### SELECTED EXTRACT:
---
license: apache-2.0
language:
  - ko
  - en
tags:
  - moe
  - mixture-of-experts
  - custom
  - aether
  - latent-thought
  - multi-token-prediction
library_name: transformers
pipeline_tag: text-generation
---

# AETHER-Micro 0.5B (Phase 1 Checkpoint)

AETHER-Micro is an experimental MoE-based language model.

## Model Details

| Item | Value |
|------|-------|
| Architecture | MoE big.LITTLE + LTL + MTP |
| Total Parameters | 2.08B |
| Active Parameters | ~0.5B per token |
| Hidden Size | 1024 |
| Layers | 24 |
| Attention | GQA 16 heads, 4 KV heads |
| Experts | 5 Big + 15 Small + 2 Shared |
| Vocab Size | 64,000 Korean + English + Code |
| Context Length | 8,192 RoPE |
| Training Step | 57,000 / 100,000 |
| Training Loss | ~3.54 |

## Architecture Features

- **big.LITTLE MoE**: 5 large experts (2048 intermediate) + 15 small experts (1024 intermediate) + 2 shared experts (always active)

### EXERCISE TASKS:
**A)** Reproduce a span of the AETHER-Micro model card word for word, beginning at "## Architecture Features" and stopping after "experts (always active)".
**B)** Render this sentence from the AETHER-Micro model card in Spanish: "AETHER-Micro is an experimental MoE-based language model."

### RECORDED INFORMATION:
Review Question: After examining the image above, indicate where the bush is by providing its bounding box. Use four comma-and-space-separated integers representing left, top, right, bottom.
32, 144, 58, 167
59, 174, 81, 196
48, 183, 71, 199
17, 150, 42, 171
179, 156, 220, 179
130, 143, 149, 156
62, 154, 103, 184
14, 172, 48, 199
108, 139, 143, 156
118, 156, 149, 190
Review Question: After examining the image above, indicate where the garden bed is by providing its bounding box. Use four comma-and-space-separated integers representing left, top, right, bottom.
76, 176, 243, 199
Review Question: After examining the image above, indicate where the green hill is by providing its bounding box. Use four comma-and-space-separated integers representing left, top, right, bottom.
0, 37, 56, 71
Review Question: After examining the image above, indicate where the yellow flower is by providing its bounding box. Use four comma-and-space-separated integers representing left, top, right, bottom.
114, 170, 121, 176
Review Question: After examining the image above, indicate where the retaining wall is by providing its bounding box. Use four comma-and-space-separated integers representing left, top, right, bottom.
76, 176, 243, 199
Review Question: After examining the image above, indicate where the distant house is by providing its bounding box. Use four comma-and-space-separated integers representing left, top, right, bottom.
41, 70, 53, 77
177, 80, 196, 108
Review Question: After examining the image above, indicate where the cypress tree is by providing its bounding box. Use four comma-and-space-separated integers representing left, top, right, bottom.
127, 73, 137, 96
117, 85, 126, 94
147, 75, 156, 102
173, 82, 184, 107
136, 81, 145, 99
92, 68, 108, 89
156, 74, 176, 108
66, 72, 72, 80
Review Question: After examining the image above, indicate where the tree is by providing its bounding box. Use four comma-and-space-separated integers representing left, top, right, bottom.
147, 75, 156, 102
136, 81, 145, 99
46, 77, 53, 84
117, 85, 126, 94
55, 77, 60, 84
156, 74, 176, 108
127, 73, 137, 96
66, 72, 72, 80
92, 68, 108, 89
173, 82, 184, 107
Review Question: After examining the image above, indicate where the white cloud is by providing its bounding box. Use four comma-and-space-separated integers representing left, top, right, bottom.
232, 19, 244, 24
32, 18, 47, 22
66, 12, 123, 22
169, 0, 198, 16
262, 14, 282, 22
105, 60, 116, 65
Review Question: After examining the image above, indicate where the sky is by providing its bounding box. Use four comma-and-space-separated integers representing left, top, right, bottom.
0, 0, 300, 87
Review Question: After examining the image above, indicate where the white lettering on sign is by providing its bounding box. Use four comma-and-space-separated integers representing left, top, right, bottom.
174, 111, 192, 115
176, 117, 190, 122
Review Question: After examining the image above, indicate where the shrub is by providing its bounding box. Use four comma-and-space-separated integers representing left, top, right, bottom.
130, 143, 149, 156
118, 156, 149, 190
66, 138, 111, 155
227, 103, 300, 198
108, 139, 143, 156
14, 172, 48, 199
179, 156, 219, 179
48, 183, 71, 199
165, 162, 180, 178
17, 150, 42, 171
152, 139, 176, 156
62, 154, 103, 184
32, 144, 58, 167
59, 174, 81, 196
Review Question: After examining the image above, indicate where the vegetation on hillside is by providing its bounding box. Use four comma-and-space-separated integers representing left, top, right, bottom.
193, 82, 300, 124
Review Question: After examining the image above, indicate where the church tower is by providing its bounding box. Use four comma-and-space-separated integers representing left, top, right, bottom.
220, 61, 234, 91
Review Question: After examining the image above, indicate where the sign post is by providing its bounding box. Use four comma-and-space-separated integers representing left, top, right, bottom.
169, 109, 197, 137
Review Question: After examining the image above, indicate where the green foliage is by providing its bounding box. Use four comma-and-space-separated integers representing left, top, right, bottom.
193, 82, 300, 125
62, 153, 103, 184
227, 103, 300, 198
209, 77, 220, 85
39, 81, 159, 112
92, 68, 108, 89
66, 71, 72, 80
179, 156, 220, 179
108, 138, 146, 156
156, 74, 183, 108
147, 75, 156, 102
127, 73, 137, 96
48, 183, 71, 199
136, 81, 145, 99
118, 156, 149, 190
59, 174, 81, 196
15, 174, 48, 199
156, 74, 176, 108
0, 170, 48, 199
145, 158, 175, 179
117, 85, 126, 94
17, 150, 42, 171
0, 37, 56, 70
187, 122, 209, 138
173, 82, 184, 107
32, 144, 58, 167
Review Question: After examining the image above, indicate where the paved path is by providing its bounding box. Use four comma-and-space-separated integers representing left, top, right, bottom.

### COMPLETE ANSWERS:
**A)**
## Architecture Features

- **big.LITTLE MoE**: 5 large experts (2048 intermediate) + 15 small experts (1024 intermediate) + 2 shared experts (always active)

**B)** AETHER-Micro es un modelo de lenguaje experimental basado en MoE.